▸ **DATA TO EXAMINE**:
━━━━━━━━━━━━━━━━━━━━━━━━━━━━━━
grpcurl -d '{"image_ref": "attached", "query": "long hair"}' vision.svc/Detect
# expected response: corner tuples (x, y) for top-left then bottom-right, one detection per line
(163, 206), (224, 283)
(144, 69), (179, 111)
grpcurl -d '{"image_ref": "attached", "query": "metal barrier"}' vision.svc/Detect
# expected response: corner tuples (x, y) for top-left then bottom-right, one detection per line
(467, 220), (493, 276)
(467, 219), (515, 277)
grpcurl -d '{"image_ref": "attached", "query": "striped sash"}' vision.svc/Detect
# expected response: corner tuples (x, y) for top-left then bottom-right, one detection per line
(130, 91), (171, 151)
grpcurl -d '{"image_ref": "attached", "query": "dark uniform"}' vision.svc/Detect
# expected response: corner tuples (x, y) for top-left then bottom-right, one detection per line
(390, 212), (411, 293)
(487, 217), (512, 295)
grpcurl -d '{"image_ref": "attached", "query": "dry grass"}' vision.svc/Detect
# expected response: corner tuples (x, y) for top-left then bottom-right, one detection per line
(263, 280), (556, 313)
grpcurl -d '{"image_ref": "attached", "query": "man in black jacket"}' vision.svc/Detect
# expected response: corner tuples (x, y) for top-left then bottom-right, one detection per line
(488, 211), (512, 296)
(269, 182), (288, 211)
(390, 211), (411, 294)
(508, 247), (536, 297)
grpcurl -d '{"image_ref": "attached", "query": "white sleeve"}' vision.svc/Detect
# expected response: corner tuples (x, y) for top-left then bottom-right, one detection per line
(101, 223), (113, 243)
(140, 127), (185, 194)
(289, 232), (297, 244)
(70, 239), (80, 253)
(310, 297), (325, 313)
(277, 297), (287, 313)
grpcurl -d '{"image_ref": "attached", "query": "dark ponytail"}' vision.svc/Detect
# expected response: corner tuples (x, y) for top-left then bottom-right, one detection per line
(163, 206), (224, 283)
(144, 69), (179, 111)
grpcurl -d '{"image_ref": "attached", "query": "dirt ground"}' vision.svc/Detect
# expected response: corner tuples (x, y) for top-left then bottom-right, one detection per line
━━━━━━━━━━━━━━━━━━━━━━━━━━━━━━
▸ **ASSIGNMENT**:
Keep every word intact and transcribe the records in full.

▸ **EXERCISE OUTPUT**:
grpcurl -d '{"image_ref": "attached", "query": "long hair"}' vision.svc/Detect
# expected response: corner tuples (x, y) for top-left then bottom-right, one detection per line
(163, 206), (224, 283)
(144, 69), (179, 111)
grpcurl -d '{"image_ref": "attached", "query": "metal barrier"}' vision.svc/Detect
# expected response: corner tuples (x, y) for top-left then bottom-right, one detection per line
(467, 220), (493, 276)
(467, 219), (515, 277)
grpcurl -d '{"image_ref": "attached", "query": "striped sash"}' vision.svc/Detect
# expected response: corner tuples (x, y) for top-left then bottom-right, one detection per line
(130, 91), (171, 151)
grpcurl -d '{"image_ref": "attached", "query": "dark uniform"}' vision.svc/Detect
# expected response: corner tuples (x, y) for top-left then bottom-right, one detection per line
(390, 212), (411, 293)
(487, 217), (512, 295)
grpcurl -d '{"image_ref": "attached", "query": "dry grass"}' vision.svc/Detect
# expected response: corner tuples (x, y) for top-left then bottom-right, one detection per line
(263, 280), (556, 313)
grpcurl -d '{"image_ref": "attached", "query": "man in black jacket"}' vision.svc/Detect
# expected response: corner tuples (x, y) for top-left then bottom-right, one detection per line
(488, 211), (512, 296)
(269, 182), (288, 211)
(390, 211), (411, 294)
(508, 247), (536, 297)
grpcurl -d '{"image_ref": "attached", "query": "white sleeve"}' vision.svc/Detect
# expected response: corner tuples (x, y) for top-left then bottom-right, one detection per line
(101, 223), (113, 243)
(140, 127), (185, 194)
(289, 232), (297, 244)
(70, 239), (80, 253)
(310, 297), (325, 313)
(277, 297), (287, 313)
grpcurl -d '{"image_ref": "attached", "query": "dark ponytail"}' vision.svc/Detect
# expected response: corner tuples (x, y) for top-left then bottom-right, one detection per line
(163, 206), (224, 283)
(144, 69), (179, 111)
grpcurl -d '{"image_ref": "attached", "query": "dirt ground"}' vision.svc/Detect
# expected response: corner tuples (x, y) for top-left then bottom-right, one detection per line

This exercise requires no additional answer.